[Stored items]
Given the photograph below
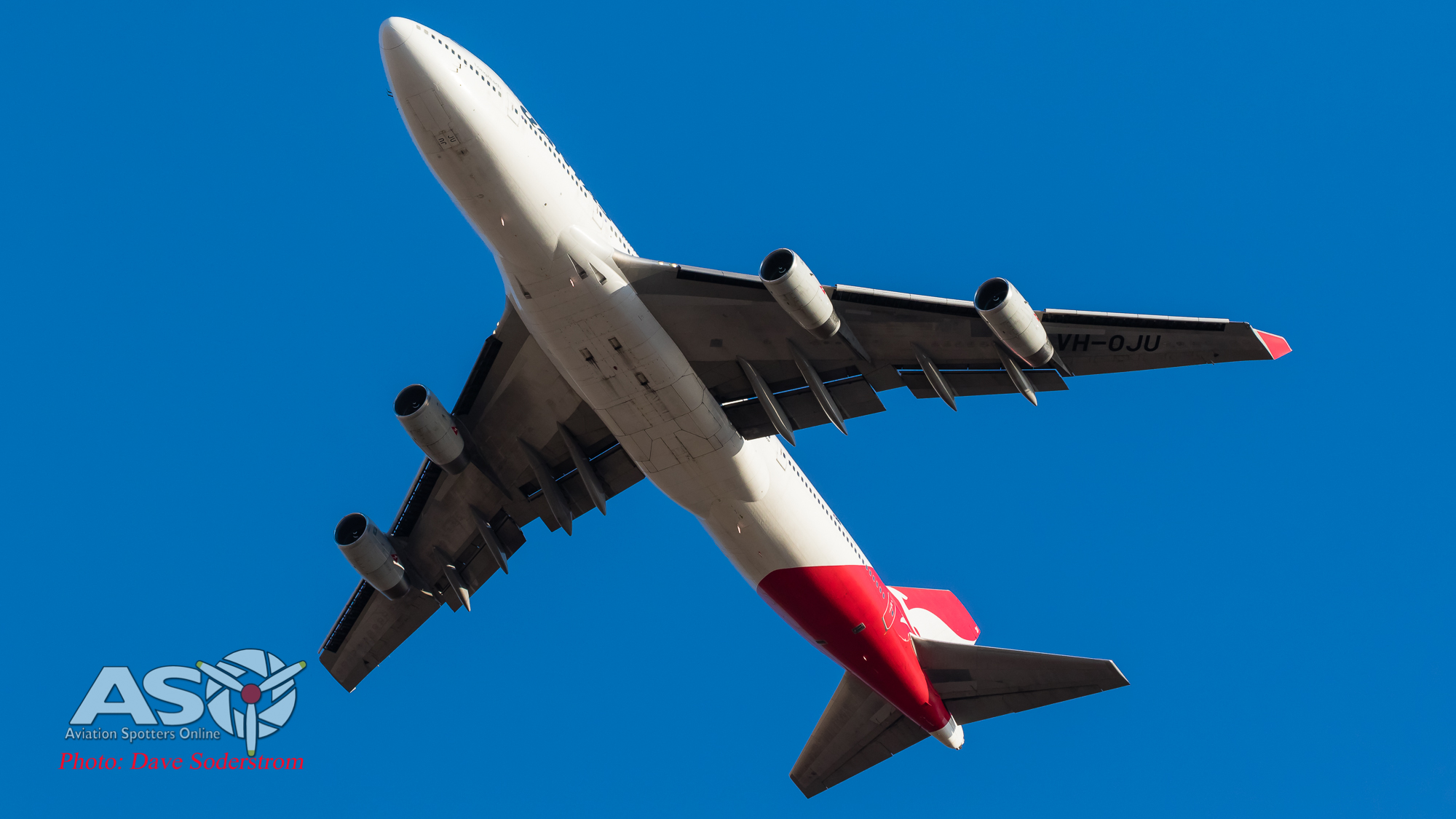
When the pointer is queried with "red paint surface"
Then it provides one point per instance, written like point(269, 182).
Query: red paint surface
point(1276, 344)
point(944, 605)
point(826, 602)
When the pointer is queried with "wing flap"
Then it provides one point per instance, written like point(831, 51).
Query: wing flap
point(854, 397)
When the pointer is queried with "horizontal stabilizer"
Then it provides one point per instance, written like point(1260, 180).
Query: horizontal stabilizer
point(860, 729)
point(979, 682)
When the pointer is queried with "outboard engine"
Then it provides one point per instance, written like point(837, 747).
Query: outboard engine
point(794, 286)
point(433, 429)
point(1014, 323)
point(372, 554)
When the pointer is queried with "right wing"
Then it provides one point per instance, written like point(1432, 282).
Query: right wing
point(513, 392)
point(860, 729)
point(719, 317)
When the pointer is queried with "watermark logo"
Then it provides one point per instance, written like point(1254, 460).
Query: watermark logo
point(251, 694)
point(228, 678)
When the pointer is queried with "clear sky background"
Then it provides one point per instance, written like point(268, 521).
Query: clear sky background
point(223, 258)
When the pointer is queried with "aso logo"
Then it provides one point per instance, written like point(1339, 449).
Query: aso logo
point(250, 694)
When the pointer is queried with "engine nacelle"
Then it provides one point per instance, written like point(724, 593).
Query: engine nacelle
point(1013, 320)
point(372, 554)
point(794, 286)
point(433, 429)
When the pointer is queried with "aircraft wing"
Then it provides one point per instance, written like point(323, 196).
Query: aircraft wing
point(513, 392)
point(860, 729)
point(719, 317)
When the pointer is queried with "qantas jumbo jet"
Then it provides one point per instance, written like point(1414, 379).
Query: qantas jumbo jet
point(609, 368)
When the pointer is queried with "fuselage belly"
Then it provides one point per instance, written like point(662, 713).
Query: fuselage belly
point(554, 247)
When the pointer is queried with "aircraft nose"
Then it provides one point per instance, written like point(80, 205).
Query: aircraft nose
point(394, 33)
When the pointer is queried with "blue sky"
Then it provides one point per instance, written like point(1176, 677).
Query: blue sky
point(225, 257)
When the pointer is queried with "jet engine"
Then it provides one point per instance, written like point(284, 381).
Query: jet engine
point(794, 286)
point(372, 554)
point(433, 429)
point(1011, 318)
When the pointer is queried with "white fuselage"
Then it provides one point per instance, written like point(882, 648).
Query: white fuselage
point(545, 229)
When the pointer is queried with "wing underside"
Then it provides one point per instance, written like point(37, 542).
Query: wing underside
point(719, 317)
point(513, 392)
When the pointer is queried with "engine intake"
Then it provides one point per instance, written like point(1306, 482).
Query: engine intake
point(372, 554)
point(794, 286)
point(432, 427)
point(1014, 323)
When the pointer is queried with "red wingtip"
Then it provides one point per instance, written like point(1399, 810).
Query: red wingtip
point(1276, 344)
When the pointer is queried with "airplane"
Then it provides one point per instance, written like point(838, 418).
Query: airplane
point(608, 368)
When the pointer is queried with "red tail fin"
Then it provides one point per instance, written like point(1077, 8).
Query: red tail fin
point(938, 615)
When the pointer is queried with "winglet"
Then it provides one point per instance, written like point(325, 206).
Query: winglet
point(1275, 344)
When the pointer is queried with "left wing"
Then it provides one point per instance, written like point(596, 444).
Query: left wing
point(719, 317)
point(513, 392)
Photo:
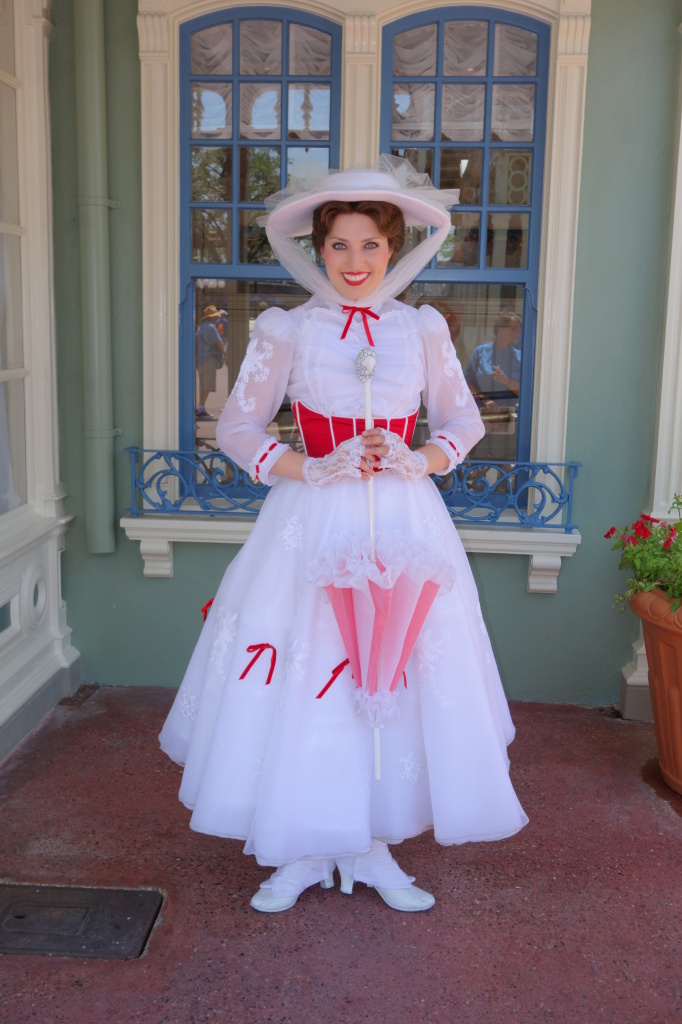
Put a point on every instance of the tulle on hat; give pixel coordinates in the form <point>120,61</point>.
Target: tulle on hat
<point>390,180</point>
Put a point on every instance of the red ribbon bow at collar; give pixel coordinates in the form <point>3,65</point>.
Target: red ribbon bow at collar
<point>365,311</point>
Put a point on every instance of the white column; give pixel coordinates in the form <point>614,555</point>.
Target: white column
<point>359,112</point>
<point>558,269</point>
<point>667,476</point>
<point>667,472</point>
<point>160,373</point>
<point>45,492</point>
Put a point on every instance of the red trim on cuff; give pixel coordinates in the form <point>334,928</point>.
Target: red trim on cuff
<point>264,457</point>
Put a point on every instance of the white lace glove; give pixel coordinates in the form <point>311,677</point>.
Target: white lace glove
<point>343,461</point>
<point>406,463</point>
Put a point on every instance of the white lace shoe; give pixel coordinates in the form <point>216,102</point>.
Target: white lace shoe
<point>411,899</point>
<point>378,869</point>
<point>286,885</point>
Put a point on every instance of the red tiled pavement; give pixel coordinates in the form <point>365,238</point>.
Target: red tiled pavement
<point>577,919</point>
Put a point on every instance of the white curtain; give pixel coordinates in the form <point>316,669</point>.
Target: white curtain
<point>462,115</point>
<point>513,108</point>
<point>413,112</point>
<point>309,51</point>
<point>415,51</point>
<point>515,51</point>
<point>212,50</point>
<point>465,47</point>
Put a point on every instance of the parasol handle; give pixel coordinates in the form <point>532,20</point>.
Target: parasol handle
<point>368,426</point>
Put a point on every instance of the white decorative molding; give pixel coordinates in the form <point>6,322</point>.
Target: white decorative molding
<point>635,699</point>
<point>37,13</point>
<point>153,34</point>
<point>667,471</point>
<point>573,36</point>
<point>360,35</point>
<point>158,534</point>
<point>37,646</point>
<point>555,307</point>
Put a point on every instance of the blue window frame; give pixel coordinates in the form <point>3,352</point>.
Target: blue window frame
<point>259,96</point>
<point>464,98</point>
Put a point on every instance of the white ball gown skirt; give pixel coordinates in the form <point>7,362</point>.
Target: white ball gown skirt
<point>268,761</point>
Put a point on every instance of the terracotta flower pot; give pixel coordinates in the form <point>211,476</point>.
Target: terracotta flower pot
<point>663,639</point>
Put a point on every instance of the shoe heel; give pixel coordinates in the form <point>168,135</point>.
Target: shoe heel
<point>346,883</point>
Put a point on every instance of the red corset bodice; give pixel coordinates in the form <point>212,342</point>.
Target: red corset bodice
<point>321,434</point>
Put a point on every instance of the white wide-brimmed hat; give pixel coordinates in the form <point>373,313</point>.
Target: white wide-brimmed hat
<point>391,180</point>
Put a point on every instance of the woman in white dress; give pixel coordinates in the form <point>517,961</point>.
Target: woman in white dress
<point>273,749</point>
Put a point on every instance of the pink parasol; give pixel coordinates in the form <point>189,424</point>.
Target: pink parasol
<point>382,608</point>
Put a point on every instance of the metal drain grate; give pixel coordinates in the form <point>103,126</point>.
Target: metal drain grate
<point>110,924</point>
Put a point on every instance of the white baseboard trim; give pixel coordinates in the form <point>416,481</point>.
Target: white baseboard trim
<point>157,535</point>
<point>635,699</point>
<point>16,728</point>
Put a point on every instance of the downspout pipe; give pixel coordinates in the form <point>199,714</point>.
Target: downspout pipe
<point>93,207</point>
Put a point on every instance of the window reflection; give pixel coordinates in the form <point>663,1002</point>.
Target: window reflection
<point>260,111</point>
<point>260,47</point>
<point>308,112</point>
<point>462,169</point>
<point>515,51</point>
<point>211,110</point>
<point>254,247</point>
<point>510,177</point>
<point>421,160</point>
<point>259,173</point>
<point>304,161</point>
<point>224,316</point>
<point>485,324</point>
<point>461,248</point>
<point>507,240</point>
<point>465,48</point>
<point>212,50</point>
<point>462,116</point>
<point>413,112</point>
<point>415,51</point>
<point>210,237</point>
<point>211,174</point>
<point>513,113</point>
<point>309,51</point>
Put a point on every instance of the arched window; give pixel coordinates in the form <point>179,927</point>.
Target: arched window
<point>464,98</point>
<point>257,104</point>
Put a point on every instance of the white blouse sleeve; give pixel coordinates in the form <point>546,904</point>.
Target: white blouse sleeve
<point>257,395</point>
<point>453,415</point>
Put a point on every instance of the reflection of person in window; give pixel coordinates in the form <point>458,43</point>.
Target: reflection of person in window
<point>495,368</point>
<point>209,352</point>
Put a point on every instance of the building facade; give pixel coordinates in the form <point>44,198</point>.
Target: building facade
<point>169,121</point>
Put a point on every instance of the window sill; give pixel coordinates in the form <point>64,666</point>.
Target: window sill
<point>545,548</point>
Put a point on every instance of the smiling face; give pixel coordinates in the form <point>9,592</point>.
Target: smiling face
<point>355,255</point>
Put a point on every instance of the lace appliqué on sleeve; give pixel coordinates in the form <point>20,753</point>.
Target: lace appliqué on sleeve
<point>453,369</point>
<point>253,366</point>
<point>451,444</point>
<point>264,459</point>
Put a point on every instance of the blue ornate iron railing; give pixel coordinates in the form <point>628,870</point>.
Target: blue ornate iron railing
<point>477,493</point>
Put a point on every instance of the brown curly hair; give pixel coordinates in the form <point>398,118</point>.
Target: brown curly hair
<point>388,218</point>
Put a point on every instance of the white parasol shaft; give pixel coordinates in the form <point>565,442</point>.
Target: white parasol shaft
<point>368,426</point>
<point>367,359</point>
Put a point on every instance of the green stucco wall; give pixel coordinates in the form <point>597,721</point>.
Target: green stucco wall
<point>567,647</point>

**Requirement:**
Only the lines from the start of the records to the line with "like point(1260, 180)." belong in the copy. Print them exactly, minus pictures.

**Expected answer:**
Given the photograph below
When the pointer is queried with "red paint surface"
Then it provides one point per instance, written like point(269, 182).
Query: red paint surface
point(1276, 344)
point(944, 605)
point(826, 602)
When the pointer is queried with "wing flap"
Then it provides one point per instance, written like point(831, 51).
Query: wing flap
point(854, 397)
When the pointer is queried with "horizontal stabilizer"
Then it provides one point per instance, written like point(1260, 180).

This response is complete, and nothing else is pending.